(Point localization data)
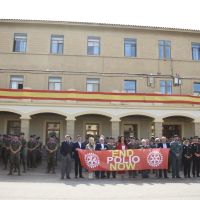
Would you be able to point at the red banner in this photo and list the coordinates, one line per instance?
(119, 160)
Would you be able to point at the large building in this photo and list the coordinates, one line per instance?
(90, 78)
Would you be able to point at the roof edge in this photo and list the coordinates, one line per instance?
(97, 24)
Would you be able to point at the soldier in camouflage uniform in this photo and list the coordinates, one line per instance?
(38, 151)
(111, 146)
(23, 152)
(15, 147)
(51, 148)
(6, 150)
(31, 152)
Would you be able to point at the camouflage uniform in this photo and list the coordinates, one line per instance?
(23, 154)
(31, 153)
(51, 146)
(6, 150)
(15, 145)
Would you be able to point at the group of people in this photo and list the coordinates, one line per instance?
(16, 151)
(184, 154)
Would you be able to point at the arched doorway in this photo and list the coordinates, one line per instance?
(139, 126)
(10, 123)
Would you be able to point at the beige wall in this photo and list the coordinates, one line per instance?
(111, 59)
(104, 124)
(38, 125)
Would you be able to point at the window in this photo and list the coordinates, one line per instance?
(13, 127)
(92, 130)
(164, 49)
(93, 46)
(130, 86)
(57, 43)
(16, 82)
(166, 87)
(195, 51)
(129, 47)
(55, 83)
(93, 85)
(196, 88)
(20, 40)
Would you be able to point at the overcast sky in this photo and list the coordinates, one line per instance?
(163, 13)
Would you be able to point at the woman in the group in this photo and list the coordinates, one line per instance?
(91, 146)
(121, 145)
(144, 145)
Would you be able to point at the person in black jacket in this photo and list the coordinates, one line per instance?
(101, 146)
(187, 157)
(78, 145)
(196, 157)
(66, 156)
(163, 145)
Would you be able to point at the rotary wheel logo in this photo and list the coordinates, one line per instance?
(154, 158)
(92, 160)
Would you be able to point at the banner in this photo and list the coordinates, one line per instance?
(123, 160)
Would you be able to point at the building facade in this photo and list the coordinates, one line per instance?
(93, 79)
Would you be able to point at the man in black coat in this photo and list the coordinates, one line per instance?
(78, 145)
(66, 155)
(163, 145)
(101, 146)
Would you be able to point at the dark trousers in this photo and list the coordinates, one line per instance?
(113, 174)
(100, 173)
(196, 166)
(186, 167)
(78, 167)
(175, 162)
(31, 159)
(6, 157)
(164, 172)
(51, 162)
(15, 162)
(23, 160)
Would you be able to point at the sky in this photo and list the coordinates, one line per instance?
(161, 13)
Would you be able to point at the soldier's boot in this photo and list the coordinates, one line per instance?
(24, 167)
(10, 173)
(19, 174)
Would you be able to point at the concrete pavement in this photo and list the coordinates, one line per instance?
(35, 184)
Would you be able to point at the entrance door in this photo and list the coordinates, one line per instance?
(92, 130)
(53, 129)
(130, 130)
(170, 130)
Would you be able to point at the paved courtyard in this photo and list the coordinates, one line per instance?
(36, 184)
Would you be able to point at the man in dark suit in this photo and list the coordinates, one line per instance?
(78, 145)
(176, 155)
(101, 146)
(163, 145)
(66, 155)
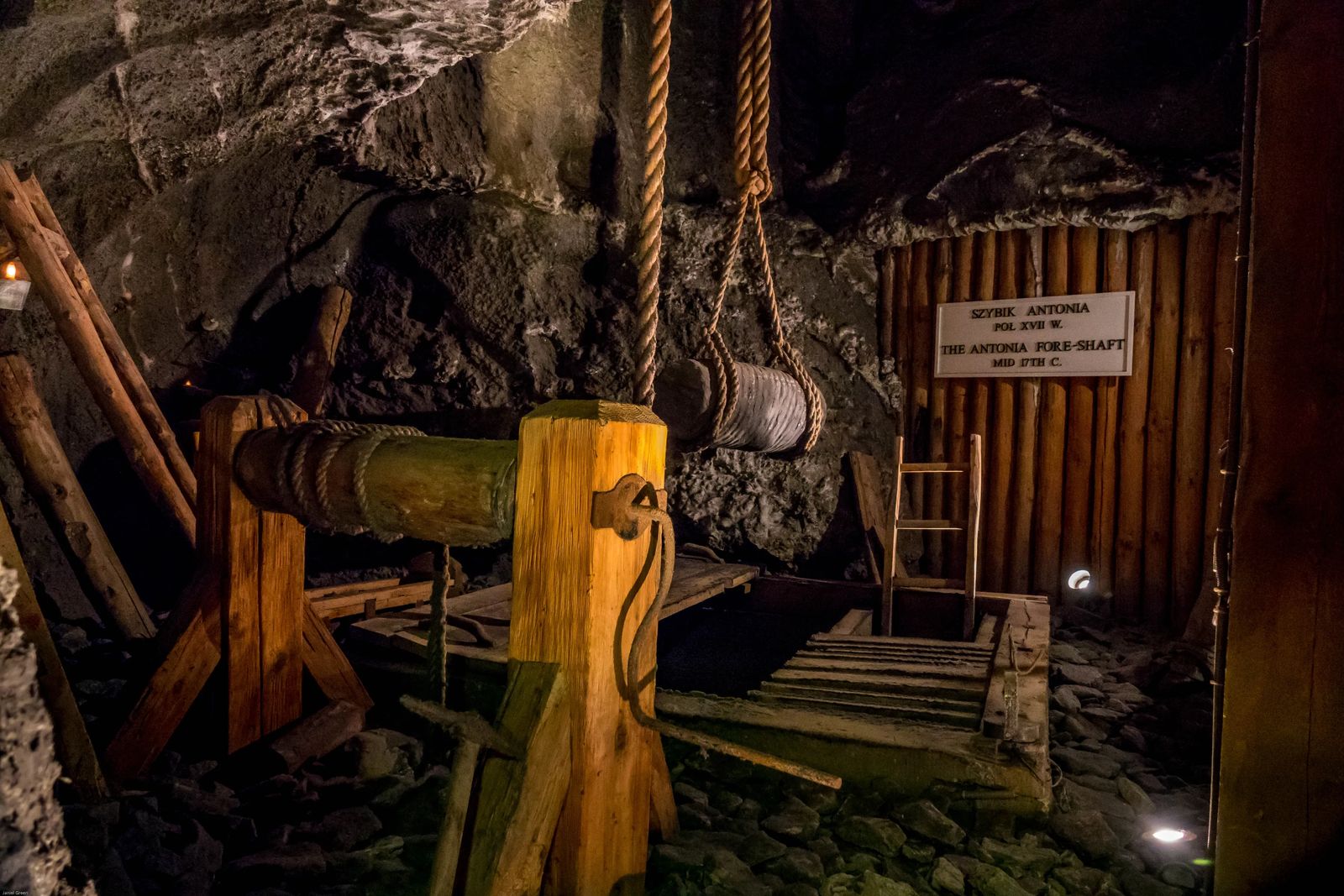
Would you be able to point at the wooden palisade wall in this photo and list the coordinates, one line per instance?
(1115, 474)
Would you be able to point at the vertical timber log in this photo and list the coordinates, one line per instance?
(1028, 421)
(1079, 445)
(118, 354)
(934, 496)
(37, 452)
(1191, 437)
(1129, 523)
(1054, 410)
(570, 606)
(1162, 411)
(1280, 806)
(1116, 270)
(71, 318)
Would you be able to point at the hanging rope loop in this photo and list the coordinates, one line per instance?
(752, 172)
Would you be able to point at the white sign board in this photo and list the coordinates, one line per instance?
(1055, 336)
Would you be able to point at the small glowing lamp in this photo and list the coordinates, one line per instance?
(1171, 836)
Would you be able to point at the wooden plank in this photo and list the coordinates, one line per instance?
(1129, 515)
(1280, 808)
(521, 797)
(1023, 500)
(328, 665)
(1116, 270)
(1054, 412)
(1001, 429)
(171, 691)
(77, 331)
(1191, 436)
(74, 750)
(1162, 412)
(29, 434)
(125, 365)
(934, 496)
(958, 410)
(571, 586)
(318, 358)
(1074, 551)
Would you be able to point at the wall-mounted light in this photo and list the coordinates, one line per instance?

WHAT THE EXERCISE ASKS
Only the lines from the line that contains "Would you be able to point at the soldier's" through the end of the entries are to be written out, exactly and without pictures, both ends included.

ANSWER TO THE PROBLEM
Would you be able to point at the soldier's boot in this photo and list the coordinates, one line per instance?
(24, 167)
(10, 173)
(19, 174)
Would you be able to point at the concrete pavement in this photo and list the coordinates, one line per instance?
(35, 184)
Would you be able to point at the entrance door in this photo and list the coordinates, one line per instance?
(92, 130)
(53, 129)
(130, 130)
(170, 130)
Would you be able to point at the paved courtyard in this photo and list the coordinates, one line per instance?
(36, 184)
Would you be able to point at the man in dark suit in this photo and list the coordinates, one line per instance?
(78, 145)
(176, 155)
(101, 146)
(163, 145)
(66, 155)
Would you be able to point at the wooden palisade wall in this photo and list the coordinates, one line per instance?
(1115, 474)
Would you be able to point at the vertical timber log in this photo and list the coordinates, one line per instance?
(1028, 421)
(1079, 445)
(118, 354)
(934, 496)
(37, 452)
(1191, 437)
(1129, 523)
(1054, 410)
(570, 606)
(1162, 411)
(1280, 806)
(1116, 270)
(71, 318)
Would you be able to point at the hanging rope loop in this photo and list the coordinates, one line per instance?
(752, 172)
Would you be able to point at the white sign board in this photo and list the coordinates, one line per instance?
(1055, 336)
Would you be able to point at the small glowing lamp in this photo and list the coordinates, one line per instance?
(1171, 836)
Would you be able to point at the wooden plank in this photo and list the coordinates, one line per instance?
(1129, 515)
(1280, 808)
(521, 797)
(1023, 500)
(328, 665)
(1116, 270)
(1054, 412)
(1001, 429)
(171, 691)
(77, 331)
(1191, 436)
(74, 750)
(1162, 412)
(29, 434)
(125, 365)
(934, 496)
(958, 410)
(571, 586)
(318, 358)
(1074, 551)
Would you be able to point at the wall-mounted light in this photo and list the coordinates, one line per instance?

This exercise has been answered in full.